SET TASK →
Reproduce the rows below without any change, starting at the line containing "Phrase: man in red shirt" and continuing through the last row, with both ends included.

[start]

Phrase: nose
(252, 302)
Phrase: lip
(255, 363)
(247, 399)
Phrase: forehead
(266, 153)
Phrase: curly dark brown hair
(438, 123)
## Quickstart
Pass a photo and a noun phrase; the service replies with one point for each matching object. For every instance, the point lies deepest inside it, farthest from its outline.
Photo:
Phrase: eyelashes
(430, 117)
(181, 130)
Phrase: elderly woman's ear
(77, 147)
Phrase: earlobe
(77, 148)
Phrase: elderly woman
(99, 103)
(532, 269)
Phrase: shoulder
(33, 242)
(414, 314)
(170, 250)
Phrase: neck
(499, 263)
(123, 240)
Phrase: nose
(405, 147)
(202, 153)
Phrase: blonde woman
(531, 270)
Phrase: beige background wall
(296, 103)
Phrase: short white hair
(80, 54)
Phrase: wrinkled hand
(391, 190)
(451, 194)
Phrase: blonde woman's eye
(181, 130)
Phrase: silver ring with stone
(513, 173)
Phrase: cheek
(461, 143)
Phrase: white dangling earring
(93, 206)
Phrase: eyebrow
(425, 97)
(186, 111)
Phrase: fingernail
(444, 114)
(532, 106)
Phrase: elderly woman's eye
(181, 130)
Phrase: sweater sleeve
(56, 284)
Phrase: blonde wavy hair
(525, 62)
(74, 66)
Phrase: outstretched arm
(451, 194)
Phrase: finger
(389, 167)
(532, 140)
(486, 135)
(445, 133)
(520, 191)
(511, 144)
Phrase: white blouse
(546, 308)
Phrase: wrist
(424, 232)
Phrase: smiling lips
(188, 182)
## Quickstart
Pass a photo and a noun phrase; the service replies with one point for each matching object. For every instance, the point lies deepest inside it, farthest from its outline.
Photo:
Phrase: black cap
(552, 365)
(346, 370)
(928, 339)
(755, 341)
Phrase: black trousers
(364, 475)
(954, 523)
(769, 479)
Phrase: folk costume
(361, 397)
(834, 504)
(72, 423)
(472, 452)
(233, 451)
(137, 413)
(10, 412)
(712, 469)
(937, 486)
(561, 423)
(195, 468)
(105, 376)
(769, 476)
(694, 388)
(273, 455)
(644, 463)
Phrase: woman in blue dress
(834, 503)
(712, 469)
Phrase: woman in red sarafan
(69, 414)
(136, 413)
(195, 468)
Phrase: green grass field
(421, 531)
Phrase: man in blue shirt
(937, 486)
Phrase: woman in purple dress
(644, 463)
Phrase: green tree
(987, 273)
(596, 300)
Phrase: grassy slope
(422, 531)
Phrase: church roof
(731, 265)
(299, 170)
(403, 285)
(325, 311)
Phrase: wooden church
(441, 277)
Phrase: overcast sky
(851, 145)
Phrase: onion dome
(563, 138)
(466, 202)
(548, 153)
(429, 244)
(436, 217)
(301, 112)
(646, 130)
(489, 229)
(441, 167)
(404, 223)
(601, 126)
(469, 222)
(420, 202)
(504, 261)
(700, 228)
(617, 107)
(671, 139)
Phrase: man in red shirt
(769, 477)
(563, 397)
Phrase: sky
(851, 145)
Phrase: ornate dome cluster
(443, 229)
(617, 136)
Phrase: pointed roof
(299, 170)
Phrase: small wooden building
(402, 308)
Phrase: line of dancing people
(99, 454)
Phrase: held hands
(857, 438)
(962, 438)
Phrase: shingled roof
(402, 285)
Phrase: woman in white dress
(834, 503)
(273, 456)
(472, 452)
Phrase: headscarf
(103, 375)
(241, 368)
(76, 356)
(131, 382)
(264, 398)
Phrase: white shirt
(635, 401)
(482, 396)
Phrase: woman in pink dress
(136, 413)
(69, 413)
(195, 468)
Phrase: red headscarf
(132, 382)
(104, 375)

[end]

ANSWER BELOW →
Phrase: man in red shirt
(769, 477)
(563, 397)
Phrase: sky
(851, 145)
Phrase: ornate dome cluster
(443, 229)
(617, 136)
Phrase: pointed roof
(299, 170)
Phrase: small wooden building
(402, 308)
Phrase: line of dancing people
(99, 454)
Phrase: held hands
(857, 438)
(962, 438)
Phrase: shingled roof
(402, 285)
Phrase: woman in white dress
(834, 503)
(273, 456)
(472, 452)
Phrase: headscarf
(103, 375)
(241, 368)
(76, 356)
(131, 382)
(264, 398)
Phrase: white shirt
(635, 401)
(482, 396)
Phrase: woman in pink dress
(136, 413)
(69, 413)
(195, 468)
Phrase: red headscarf
(132, 382)
(104, 375)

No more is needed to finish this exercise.